● Set problem:
Reproduce the listing, replacing every occurrence of "simplified polygon" with "reduced polygon" and keeping everything else the same. Leave the pictures out.

● Data for the task:
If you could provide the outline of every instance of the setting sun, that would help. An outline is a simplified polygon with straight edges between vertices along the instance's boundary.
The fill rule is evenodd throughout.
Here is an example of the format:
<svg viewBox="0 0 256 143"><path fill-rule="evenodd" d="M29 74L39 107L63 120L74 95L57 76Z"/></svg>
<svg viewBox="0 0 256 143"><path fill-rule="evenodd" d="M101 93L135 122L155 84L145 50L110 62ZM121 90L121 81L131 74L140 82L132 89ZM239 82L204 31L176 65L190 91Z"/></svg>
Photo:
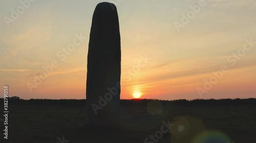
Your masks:
<svg viewBox="0 0 256 143"><path fill-rule="evenodd" d="M133 93L133 97L135 98L139 98L141 97L141 93L140 92L136 92Z"/></svg>

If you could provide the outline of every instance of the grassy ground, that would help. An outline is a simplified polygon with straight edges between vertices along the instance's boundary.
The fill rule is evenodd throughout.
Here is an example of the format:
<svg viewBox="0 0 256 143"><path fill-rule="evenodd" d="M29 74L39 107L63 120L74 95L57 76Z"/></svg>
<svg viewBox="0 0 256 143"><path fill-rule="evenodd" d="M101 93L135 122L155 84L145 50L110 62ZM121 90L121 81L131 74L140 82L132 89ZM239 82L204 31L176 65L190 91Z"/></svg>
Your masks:
<svg viewBox="0 0 256 143"><path fill-rule="evenodd" d="M9 112L9 139L2 137L0 142L153 143L156 140L145 142L145 139L160 131L162 122L169 119L171 128L159 139L155 138L157 142L256 142L256 104L123 105L121 128L112 130L83 126L84 106L13 104ZM0 126L2 130L3 123ZM205 136L212 141L199 141Z"/></svg>

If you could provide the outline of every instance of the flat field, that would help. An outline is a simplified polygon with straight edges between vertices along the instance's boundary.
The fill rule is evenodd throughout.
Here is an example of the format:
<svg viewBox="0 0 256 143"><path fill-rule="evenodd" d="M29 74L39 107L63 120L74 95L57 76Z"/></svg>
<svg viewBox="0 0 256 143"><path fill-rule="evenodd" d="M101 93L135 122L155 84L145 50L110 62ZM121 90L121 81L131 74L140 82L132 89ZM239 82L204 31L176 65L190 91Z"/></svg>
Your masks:
<svg viewBox="0 0 256 143"><path fill-rule="evenodd" d="M118 129L84 126L84 100L10 101L0 142L256 142L255 99L198 101L122 100Z"/></svg>

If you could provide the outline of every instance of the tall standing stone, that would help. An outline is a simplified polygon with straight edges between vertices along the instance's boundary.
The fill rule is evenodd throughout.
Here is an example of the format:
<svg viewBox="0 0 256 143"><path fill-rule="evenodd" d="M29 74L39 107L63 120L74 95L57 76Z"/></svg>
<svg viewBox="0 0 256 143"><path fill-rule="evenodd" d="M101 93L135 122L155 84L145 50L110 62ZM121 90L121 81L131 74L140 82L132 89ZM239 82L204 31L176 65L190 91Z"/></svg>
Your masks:
<svg viewBox="0 0 256 143"><path fill-rule="evenodd" d="M87 125L119 124L121 44L117 9L104 2L96 6L90 35L87 65Z"/></svg>

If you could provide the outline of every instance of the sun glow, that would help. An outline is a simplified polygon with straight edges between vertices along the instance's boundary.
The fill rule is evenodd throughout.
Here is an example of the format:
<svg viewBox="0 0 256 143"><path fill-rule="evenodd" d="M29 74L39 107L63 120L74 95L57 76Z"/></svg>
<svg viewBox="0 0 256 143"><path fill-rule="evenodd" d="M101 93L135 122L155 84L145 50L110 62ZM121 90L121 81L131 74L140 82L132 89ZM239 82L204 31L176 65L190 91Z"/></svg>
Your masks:
<svg viewBox="0 0 256 143"><path fill-rule="evenodd" d="M139 98L141 97L141 93L140 92L134 93L133 95L134 98Z"/></svg>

● Written response:
If you could provide the outline of every instance of the setting sun, that would help. An outline is a reduced polygon with straight edges between vertices along the instance's boundary.
The fill rule is evenodd throughout.
Here is an example of the format:
<svg viewBox="0 0 256 143"><path fill-rule="evenodd" d="M29 74L39 107L63 120L74 95L57 76Z"/></svg>
<svg viewBox="0 0 256 143"><path fill-rule="evenodd" d="M101 93L135 122L155 84L145 50L110 62ZM121 90L121 81L131 74L140 82L132 89ZM239 82L204 31L176 65L190 91Z"/></svg>
Photo:
Your masks:
<svg viewBox="0 0 256 143"><path fill-rule="evenodd" d="M133 93L133 97L135 98L139 98L141 97L141 93L140 92L136 92Z"/></svg>

If you could provide the outline of every instance of the grassy ground, that would help. An outline is a reduced polygon with straight edges between vertices along the instance's boundary.
The fill rule is evenodd throughout.
Here is an example of the format:
<svg viewBox="0 0 256 143"><path fill-rule="evenodd" d="M29 74L39 107L63 120L74 95L57 76Z"/></svg>
<svg viewBox="0 0 256 143"><path fill-rule="evenodd" d="M101 93L135 122L155 84L145 50L110 62ZM121 90L121 81L131 74L140 82L132 89ZM239 82L204 31L176 65L190 91Z"/></svg>
Your masks:
<svg viewBox="0 0 256 143"><path fill-rule="evenodd" d="M9 112L9 139L2 137L0 142L153 143L156 140L145 142L145 139L160 131L162 122L169 119L171 128L159 139L155 138L157 142L256 142L256 104L123 105L121 128L112 130L83 126L84 106L13 104ZM0 126L2 130L3 123ZM205 136L212 141L199 141Z"/></svg>

If you could provide the outline of every instance of the flat field, that would help. An outline is a reduced polygon with straight edges between vertices along the instance's boundary.
The fill rule is evenodd throughout.
Here is an example of the format:
<svg viewBox="0 0 256 143"><path fill-rule="evenodd" d="M29 74L39 107L63 120L74 95L57 76Z"/></svg>
<svg viewBox="0 0 256 143"><path fill-rule="evenodd" d="M101 93L135 122L155 84L145 50L110 62ZM121 90L121 81L131 74L140 82L132 89ZM239 82L204 31L176 65L190 91Z"/></svg>
Your masks:
<svg viewBox="0 0 256 143"><path fill-rule="evenodd" d="M118 129L84 126L84 100L10 101L0 142L256 142L255 99L198 101L122 100Z"/></svg>

If you could provide the outline of every instance of the tall standing stone, that would help. An outline is a reduced polygon with straight edges between vertices along the instance's boundary.
The fill rule is evenodd throughout.
Here is an example of the format:
<svg viewBox="0 0 256 143"><path fill-rule="evenodd" d="M29 74L39 107L63 120L74 95L57 76Z"/></svg>
<svg viewBox="0 0 256 143"><path fill-rule="evenodd" d="M101 93L135 122L155 84L145 50L110 62ZM121 90L121 81L131 74L140 82L132 89ZM239 82L204 31L176 65L190 91Z"/></svg>
Your masks:
<svg viewBox="0 0 256 143"><path fill-rule="evenodd" d="M87 125L119 124L121 44L117 9L104 2L96 6L90 35L87 65Z"/></svg>

If you could provide the outline of every instance of the sun glow, that would help. An outline is a reduced polygon with straight edges between vertices along the instance's boundary.
The fill rule is evenodd throughout.
Here is an example of the format:
<svg viewBox="0 0 256 143"><path fill-rule="evenodd" d="M29 74L39 107L63 120L74 95L57 76Z"/></svg>
<svg viewBox="0 0 256 143"><path fill-rule="evenodd" d="M101 93L135 122L155 84L145 50L110 62ZM121 90L121 81L131 74L140 82L132 89ZM239 82L204 31L176 65L190 91Z"/></svg>
Your masks:
<svg viewBox="0 0 256 143"><path fill-rule="evenodd" d="M139 98L141 97L141 93L140 92L134 93L133 95L134 98Z"/></svg>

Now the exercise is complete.